## Fragmento seleccionado
_ _ _ _ _ _ _
Pasa con frecuencia y en todos los estratos sociales. Sin distinción. La violencia entre jóvenes se está convirtiendo en un grave problema. Desde que la inseguridad copó las calles, los circuitos cerrados se convirtieron en aliados de la justicia a la hora de resolver casos que de otra forma hubiesen quedado impunes. Desde entonces, las peleas callejeras llegan a los noticieros y de allí a todos los hogares. Las redes sociales hacen el resto. Ya no es sorpresa.
Sucedió con el caso de Igor Kostianovsky, un jugador de rugby que fue brutalmente golpeado a la salida de un local. Luego fueron las imágenes de una trifulca entre jóvenes menores de edad sobre América casi Mariscal López, en Asunción. El caso más reciente habla de más víctimas, jóvenes que caminaban por la calle y fueron atacados por otros once chicos en el barrio Itá Enramada, de Asunción.
Es una llamada de alerta. Generalmente, los casos están relacionados con el alcohol o las drogas, pero más allá de todo lo externo, el problema realmente radica en la familia. Y no precisamente porque los chicos vean golpes o gritos, sino porque falta diálogo y compañía. Y es allí donde estamos fallando los padres.
Agobiados por el trabajo, el estrés o las deudas, muchas veces dejamos de lado a nuestros hijos que intentan resolver sus problemas desde su propia perspectiva. Entre ellos nomás.
“No le pidamos al docente que arregle los agujeros que hay en el hogar” (Pepe Mujica). Sin dimensionarlo, el problema se descontrola y crece. Solo lo vemos cuando desde la tele las imágenes nos devuelven a la realidad. Cuando vemos que tras la puerta nuestros hijos están expuestos a ser víctimas o agresores.
Ahora es el momento antes de que descubramos que “esos chicos violentos de la televisión” son nuestros hijos.
_ _ _ _ _ _ _
## Material recopilado
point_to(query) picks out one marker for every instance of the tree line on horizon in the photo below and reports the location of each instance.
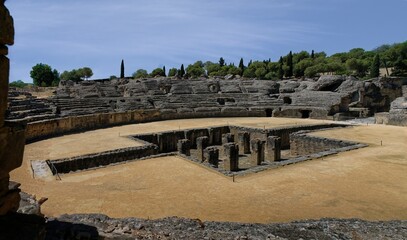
_ _ _ _ _ _ _
## Tus tareas
[1] Responde según el artículo sobre la violencia juvenil:
(a) ¿Qué deporte practicaba Igor Kostianovsky?
(b) ¿Cuántos chicos atacaron a los jóvenes en el barrio Itá Enramada?
(c) ¿A quién se atribuye la cita sobre el docente y los agujeros del hogar?
[2] Extrae del artículo sobre la violencia juvenil el pasaje que empieza en las palabras "Sucedió con el" y acaba después de "fallando los padres.".

## Respuestas esperadas
[1]
(a) Rugby.
(b) Once.
(c) A Pepe Mujica.

[2]
Sucedió con el caso de Igor Kostianovsky, un jugador de rugby que fue brutalmente golpeado a la salida de un local. Luego fueron las imágenes de una trifulca entre jóvenes menores de edad sobre América casi Mariscal López, en Asunción. El caso más reciente habla de más víctimas, jóvenes que caminaban por la calle y fueron atacados por otros once chicos en el barrio Itá Enramada, de Asunción.
Es una llamada de alerta. Generalmente, los casos están relacionados con el alcohol o las drogas, pero más allá de todo lo externo, el problema realmente radica en la familia. Y no precisamente porque los chicos vean golpes o gritos, sino porque falta diálogo y compañía. Y es allí donde estamos fallando los padres.